Turn every line of the rows below into a numbered list, skipping blank lines and leaving out the pictures.
◇ ◇ ◇
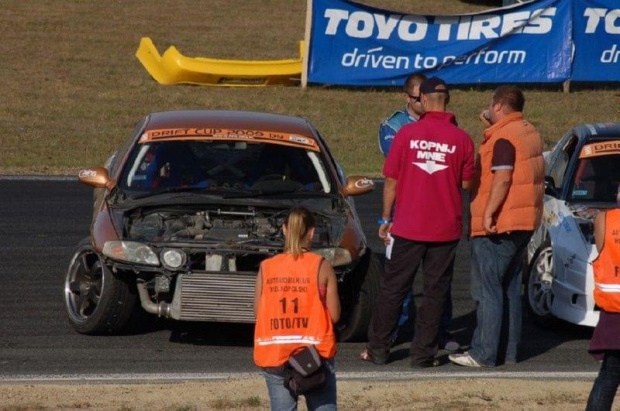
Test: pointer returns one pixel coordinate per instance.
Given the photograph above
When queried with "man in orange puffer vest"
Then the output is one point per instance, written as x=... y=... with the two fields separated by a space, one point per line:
x=605 y=343
x=506 y=208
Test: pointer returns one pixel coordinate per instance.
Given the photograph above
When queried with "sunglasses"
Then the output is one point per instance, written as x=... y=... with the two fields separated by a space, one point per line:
x=414 y=98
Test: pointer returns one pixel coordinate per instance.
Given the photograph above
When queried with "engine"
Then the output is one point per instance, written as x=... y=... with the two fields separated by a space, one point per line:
x=218 y=225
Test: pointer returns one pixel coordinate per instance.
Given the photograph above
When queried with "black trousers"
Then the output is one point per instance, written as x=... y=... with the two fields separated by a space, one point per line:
x=437 y=260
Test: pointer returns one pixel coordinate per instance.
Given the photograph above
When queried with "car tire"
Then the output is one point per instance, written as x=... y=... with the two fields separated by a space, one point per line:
◇ ◇ ◇
# [Worked solution]
1. Test: pointer returns one pixel coordinate per instance.
2. Given the photograph above
3. When queried with "man in orange puffer vest"
4. Then the output is one point per instance, written as x=... y=... with the two fields separated by a space, one point per line:
5. x=605 y=343
6. x=506 y=208
7. Test: pointer returns one pixel coordinate per instance.
8. Given the photograph above
9. When queried with "sunglasses"
10. Then the output is one point per instance, written as x=... y=... with the two fields separated by a space, one point per line:
11. x=414 y=98
12. Test: pointer returns one pixel coordinate per instance.
13. Given the photograph above
14. When queried with "engine"
15. Then the output is one point per instance, written as x=... y=... with the two fields separated by a space, one point per line:
16. x=218 y=225
17. Test: pointer returns one pixel coordinate per instance.
18. Given the photograph above
19. When queried with "black trousers"
20. Then the output is one point per instance, written as x=... y=... with the two fields separated by a space, one point per line:
21. x=437 y=260
22. Test: pointer returns one pixel coordinate per instance.
23. Given the photograph above
24. When queried with "car tire"
25. Then the output is one point per instance, written as x=... y=... with the two fields separated by a space, one point per line:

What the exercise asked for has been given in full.